Document section>
━━━━━━━━━━━━━━━━

How aerosol direct effects influence the source contributions to PM2.5 concentrations over Southern Hebei, China in severe winter haze episodes

  • Litao Wang
  • Joshua S. Fu
  • Wei Wei
  • Zhe Wei
  • Chenchen Meng
  • Simeng Ma
  • Jiandong Wang
Research Article


Beijing-Tianjin-Hebei area is the most air polluted region in China and the three neighborhood southern Hebei cities, Shijiazhuang, Xingtai, and Handan, are listed in the top ten polluted cities with severe PM2.5 pollution. The objective of this paper is to evaluate the impacts of aerosol direct effects on air quality over the southern Hebei cities, as well as the impacts when considering those effects on source apportionment using three dimensional air quality models. The WRF/Chem model was applied over the East Asia and northern China at 36 and 12 km horizontal grid resolutions, respectively, for the period of January 2013, with two sets of simulations with or without aerosol-meteorology feedbacks. The source contributions of power plants, industrial, domestic, transportation, and agriculture are evaluated using the Brute-Force Method (BFM) under the two simulation configurations. Our results indicate that, although the increases in PM2.5 concentrations due to those effects over the three southern Hebei cities are only 3%–9% on monthly average, they are much more significant under high PM2.5 loadings (~50 μg·m–3 when PM2.5 concentrations are higher than 400 μg·m–3). When considering the aerosol feedbacks, the contributions of industrial and domestic sources assessed using the BFM will obviously increase (e.g., from 30%–34% to 32%–37% for industrial), especially under high PM2.5 loadings (e.g., from 36%–44% to 43%–47% for domestic when PM2.5>400 μg·m–3). Our results imply that the aerosol direct effects should not be ignored during severe pollution episodes, especially in short-term source apportionment using the BFM.

━━━━━━━━━━━━━━━━

Material>
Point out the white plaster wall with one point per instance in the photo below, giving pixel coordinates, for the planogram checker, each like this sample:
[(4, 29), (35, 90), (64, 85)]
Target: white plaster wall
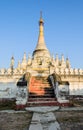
[(8, 90)]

━━━━━━━━━━━━━━━━

Prompt> Please pick up the abstract on aerosol direct effects and PM2.5 haze over southern Hebei after its final sentence and write the passage that would follow.

The result>
Aerosol direct effect PM2.5 Southern Hebei WRF/Chem Haze 



This study was sponsored by the National Natural Science Foundation of China (Grant No. 41475131), Hebei Science Fund of Distinguished Young Scholars (No. D2017402086), the Program for the Outstanding Young Scholars of Hebei Province, the Hebei Support Program of Hundred Outstanding Innovative Talents from Universities (SLRC2017025), Hebei Cultivating Project of Talent Development (A2016002022), the Innovation Team Leader Talent Cultivation Fund of Hebei University of Engineering.

Supplementary material

11783_2018_1014_MOESM1_ESM.pdf (591 kb)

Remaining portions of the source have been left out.